**Things to do**
a: In the book list, which setting is given for Jennifer Haigh's family saga?
b: Reproduce word for word the part of the book list that opens with the words containing "Laura Hillenbrand, the" and closes with "Alexander McCall-Smith (2011)".

Jennifer Haigh’s family saga takes place in a small coal mining town in Pennsylvania. Baker Towers exudes family love, pain, and pathos, as the children of Italian/Polish immigrants go out to meet the world to find their calling, a sense of happiness, and directions to their lives.
Unbroken by Laura Hillenbrand (2010)
Laura Hillenbrand, the author of this book and the earlier book Seabiscuit, has written another winner. This book hooks you in from page one. It’s a great story of an American POW held by the Japanese during World War II. I learned a lot from this book, too.
By the way, did you know the 70th anniversary of the attack on Pearl Harbor was yesterday?
Heaven is for Real by Todd Burpo (2011)
This book is a quick read and is a very gripping, sweet story and true. A 4-year old minister’s son has a near death experience in surgery. In the weeks and months to come, Colson reveals things that make you realize he’s seen God and glimpses of Heaven.
Read an excerpt of the book here.
The Saturday Big Tent Wedding Party by Alexander McCall-Smith (2011)
Another fun, endearing book from McCall-Smith’s “No. 1 Ladies Detective Agency” series. This one has less detective stories and is slower paced, though it picks up in the middle. It’s an enchanting read.
If you enjoy “No. 1 Ladies Detective Agency” series you might like other books on our list Mysteries: Dateline Africa.
Here is the trailer for the television series based on the book.

**Listed records**
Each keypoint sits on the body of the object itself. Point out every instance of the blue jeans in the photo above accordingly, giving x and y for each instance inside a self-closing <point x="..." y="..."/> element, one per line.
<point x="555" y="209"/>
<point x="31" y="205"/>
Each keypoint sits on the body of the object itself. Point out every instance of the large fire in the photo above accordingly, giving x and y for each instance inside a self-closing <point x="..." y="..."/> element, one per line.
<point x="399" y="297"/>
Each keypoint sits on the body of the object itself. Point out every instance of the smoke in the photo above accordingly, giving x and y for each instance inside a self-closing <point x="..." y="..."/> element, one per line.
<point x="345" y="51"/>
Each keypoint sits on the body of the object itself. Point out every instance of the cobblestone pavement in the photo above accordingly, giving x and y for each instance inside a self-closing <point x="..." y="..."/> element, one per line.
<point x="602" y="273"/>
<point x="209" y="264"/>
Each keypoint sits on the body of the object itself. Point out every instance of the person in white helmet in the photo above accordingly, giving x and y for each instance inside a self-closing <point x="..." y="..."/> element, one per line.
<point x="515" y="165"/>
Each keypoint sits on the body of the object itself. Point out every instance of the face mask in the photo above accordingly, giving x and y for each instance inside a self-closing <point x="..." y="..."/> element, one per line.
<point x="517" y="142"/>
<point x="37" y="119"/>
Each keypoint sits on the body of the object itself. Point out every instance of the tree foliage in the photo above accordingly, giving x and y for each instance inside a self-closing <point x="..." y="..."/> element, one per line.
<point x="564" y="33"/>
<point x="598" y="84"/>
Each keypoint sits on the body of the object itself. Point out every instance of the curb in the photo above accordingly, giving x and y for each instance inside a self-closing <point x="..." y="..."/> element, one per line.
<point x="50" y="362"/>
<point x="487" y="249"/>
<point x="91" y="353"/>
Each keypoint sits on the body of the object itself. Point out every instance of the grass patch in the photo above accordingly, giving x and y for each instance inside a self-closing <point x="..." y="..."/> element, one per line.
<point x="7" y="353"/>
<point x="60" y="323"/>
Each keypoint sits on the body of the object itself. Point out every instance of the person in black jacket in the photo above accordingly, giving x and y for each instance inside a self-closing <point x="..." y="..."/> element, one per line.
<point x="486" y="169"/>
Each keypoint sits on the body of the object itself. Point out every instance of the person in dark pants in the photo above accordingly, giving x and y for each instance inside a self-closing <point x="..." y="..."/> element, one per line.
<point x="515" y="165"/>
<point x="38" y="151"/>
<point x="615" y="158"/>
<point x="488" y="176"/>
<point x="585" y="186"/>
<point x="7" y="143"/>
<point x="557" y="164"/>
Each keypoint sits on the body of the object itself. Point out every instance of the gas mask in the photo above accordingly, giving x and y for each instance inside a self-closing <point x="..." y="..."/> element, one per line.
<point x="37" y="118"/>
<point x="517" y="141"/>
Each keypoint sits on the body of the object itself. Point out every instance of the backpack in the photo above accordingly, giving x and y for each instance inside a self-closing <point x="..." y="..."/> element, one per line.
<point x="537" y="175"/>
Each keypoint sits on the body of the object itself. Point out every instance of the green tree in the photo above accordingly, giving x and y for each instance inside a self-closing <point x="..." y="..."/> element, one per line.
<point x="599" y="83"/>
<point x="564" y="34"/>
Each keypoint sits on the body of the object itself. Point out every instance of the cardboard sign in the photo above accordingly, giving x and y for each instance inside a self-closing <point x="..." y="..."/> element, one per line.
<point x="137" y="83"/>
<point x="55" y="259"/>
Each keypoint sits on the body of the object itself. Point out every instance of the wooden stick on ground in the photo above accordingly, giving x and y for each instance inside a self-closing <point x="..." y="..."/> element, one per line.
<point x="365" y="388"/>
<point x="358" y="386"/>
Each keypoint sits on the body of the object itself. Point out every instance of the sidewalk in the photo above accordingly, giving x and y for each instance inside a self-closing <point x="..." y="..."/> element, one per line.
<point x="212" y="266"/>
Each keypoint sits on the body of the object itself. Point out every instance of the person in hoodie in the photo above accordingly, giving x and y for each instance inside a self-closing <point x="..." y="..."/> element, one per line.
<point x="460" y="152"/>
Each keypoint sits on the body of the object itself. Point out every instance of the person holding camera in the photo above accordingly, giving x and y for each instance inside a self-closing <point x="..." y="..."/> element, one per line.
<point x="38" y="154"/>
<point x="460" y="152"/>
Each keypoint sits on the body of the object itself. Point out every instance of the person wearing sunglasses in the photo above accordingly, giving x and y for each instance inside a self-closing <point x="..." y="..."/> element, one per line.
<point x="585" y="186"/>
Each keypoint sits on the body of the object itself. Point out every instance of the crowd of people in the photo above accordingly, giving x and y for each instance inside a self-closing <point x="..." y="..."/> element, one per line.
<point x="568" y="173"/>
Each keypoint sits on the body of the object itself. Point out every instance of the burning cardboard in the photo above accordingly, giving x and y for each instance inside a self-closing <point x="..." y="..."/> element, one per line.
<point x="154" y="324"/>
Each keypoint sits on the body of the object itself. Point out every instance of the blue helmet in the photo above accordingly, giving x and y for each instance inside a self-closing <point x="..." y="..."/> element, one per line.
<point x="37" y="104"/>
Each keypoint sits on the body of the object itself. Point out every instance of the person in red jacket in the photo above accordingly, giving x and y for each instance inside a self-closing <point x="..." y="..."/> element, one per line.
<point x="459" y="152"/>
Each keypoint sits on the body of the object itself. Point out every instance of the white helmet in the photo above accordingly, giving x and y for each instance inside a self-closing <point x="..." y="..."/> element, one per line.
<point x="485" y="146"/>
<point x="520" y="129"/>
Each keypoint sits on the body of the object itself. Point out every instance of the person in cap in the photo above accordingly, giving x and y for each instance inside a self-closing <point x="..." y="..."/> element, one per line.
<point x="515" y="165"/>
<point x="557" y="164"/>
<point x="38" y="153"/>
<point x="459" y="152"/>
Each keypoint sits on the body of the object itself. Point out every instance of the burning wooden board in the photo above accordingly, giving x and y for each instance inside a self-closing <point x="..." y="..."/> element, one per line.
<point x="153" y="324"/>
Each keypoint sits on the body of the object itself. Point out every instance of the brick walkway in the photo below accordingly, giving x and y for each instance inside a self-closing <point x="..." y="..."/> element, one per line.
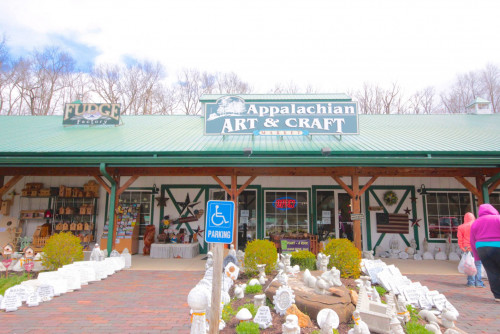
<point x="127" y="302"/>
<point x="479" y="313"/>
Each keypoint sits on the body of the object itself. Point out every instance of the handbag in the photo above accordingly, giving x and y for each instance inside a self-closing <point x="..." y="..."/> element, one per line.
<point x="469" y="265"/>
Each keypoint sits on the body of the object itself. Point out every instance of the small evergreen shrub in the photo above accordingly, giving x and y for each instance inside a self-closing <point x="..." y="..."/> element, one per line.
<point x="247" y="328"/>
<point x="250" y="289"/>
<point x="345" y="257"/>
<point x="228" y="312"/>
<point x="381" y="291"/>
<point x="61" y="249"/>
<point x="305" y="260"/>
<point x="260" y="252"/>
<point x="249" y="307"/>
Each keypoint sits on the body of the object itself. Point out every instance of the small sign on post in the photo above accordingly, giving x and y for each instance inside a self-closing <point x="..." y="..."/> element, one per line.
<point x="219" y="230"/>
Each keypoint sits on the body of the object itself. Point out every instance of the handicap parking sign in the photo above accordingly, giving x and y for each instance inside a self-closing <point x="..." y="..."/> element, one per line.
<point x="219" y="222"/>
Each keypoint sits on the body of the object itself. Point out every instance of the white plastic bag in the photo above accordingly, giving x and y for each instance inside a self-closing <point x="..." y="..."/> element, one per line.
<point x="469" y="265"/>
<point x="461" y="264"/>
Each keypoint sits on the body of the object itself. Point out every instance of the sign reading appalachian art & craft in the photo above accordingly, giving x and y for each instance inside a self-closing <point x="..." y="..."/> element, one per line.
<point x="232" y="115"/>
<point x="91" y="114"/>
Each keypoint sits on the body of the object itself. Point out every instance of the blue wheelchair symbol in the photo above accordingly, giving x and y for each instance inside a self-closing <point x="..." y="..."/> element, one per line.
<point x="218" y="218"/>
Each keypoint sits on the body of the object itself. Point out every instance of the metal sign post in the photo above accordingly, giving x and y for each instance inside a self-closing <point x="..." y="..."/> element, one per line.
<point x="219" y="231"/>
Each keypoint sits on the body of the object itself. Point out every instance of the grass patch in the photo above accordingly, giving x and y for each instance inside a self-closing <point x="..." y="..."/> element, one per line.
<point x="249" y="307"/>
<point x="416" y="328"/>
<point x="12" y="280"/>
<point x="251" y="289"/>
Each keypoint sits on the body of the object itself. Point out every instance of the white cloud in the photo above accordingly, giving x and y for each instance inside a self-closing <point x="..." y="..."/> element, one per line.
<point x="335" y="45"/>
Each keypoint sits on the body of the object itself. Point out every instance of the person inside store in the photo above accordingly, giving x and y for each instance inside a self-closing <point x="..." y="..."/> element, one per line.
<point x="463" y="235"/>
<point x="485" y="245"/>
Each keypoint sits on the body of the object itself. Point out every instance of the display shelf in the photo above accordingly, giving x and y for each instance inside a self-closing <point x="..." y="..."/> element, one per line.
<point x="127" y="229"/>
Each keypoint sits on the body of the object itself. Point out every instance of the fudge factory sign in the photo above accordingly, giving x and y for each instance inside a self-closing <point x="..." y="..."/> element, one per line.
<point x="91" y="114"/>
<point x="232" y="115"/>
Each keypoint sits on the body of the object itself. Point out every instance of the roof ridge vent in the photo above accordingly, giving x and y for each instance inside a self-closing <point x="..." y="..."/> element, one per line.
<point x="479" y="106"/>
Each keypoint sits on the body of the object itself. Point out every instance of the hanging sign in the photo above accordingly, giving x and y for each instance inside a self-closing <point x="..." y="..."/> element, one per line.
<point x="231" y="115"/>
<point x="91" y="114"/>
<point x="284" y="203"/>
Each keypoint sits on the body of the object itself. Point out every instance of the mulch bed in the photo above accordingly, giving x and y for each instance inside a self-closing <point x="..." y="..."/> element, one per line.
<point x="277" y="319"/>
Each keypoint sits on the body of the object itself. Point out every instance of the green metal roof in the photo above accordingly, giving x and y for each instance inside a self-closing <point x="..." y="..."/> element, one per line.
<point x="384" y="140"/>
<point x="279" y="97"/>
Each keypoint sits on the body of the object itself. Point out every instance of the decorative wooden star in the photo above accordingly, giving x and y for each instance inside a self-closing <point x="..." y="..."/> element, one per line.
<point x="186" y="204"/>
<point x="415" y="222"/>
<point x="162" y="200"/>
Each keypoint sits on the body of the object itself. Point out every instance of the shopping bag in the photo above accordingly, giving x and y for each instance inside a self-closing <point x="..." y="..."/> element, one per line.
<point x="469" y="265"/>
<point x="461" y="264"/>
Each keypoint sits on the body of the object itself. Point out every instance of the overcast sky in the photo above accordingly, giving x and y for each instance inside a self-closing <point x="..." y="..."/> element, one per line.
<point x="332" y="45"/>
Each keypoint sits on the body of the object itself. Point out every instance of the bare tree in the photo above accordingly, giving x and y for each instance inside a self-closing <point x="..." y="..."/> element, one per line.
<point x="490" y="85"/>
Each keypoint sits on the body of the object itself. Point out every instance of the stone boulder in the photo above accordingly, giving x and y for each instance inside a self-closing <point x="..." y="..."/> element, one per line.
<point x="311" y="303"/>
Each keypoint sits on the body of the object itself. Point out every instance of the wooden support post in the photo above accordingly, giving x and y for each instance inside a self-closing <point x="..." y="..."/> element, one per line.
<point x="12" y="182"/>
<point x="356" y="208"/>
<point x="218" y="250"/>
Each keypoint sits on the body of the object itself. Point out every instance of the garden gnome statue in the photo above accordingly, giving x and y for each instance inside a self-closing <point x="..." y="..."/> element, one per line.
<point x="291" y="326"/>
<point x="262" y="273"/>
<point x="96" y="254"/>
<point x="198" y="302"/>
<point x="360" y="327"/>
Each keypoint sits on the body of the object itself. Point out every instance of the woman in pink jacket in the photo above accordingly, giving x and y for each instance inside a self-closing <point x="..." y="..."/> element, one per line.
<point x="464" y="243"/>
<point x="485" y="244"/>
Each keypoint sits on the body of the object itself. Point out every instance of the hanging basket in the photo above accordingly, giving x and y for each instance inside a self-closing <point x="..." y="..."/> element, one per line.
<point x="390" y="198"/>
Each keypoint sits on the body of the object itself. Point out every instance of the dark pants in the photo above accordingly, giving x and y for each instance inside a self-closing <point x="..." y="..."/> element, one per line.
<point x="490" y="257"/>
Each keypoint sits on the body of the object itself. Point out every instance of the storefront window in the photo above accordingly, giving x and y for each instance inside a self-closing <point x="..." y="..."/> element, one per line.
<point x="445" y="212"/>
<point x="286" y="211"/>
<point x="144" y="198"/>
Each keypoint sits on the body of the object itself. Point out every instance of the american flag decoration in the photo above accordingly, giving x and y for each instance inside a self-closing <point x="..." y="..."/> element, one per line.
<point x="397" y="223"/>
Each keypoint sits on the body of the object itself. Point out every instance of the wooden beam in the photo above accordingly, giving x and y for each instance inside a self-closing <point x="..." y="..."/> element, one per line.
<point x="468" y="186"/>
<point x="356" y="208"/>
<point x="493" y="186"/>
<point x="102" y="183"/>
<point x="344" y="186"/>
<point x="127" y="184"/>
<point x="219" y="181"/>
<point x="12" y="182"/>
<point x="257" y="171"/>
<point x="367" y="185"/>
<point x="245" y="185"/>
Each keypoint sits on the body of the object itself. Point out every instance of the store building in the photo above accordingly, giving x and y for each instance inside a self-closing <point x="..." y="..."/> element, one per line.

**Answer section**
a: A small coal mining town in Pennsylvania.

b:
Laura Hillenbrand, the author of this book and the earlier book Seabiscuit, has written another winner. This book hooks you in from page one. It’s a great story of an American POW held by the Japanese during World War II. I learned a lot from this book, too.
By the way, did you know the 70th anniversary of the attack on Pearl Harbor was yesterday?
Heaven is for Real by Todd Burpo (2011)
This book is a quick read and is a very gripping, sweet story and true. A 4-year old minister’s son has a near death experience in surgery. In the weeks and months to come, Colson reveals things that make you realize he’s seen God and glimpses of Heaven.
Read an excerpt of the book here.
The Saturday Big Tent Wedding Party by Alexander McCall-Smith (2011)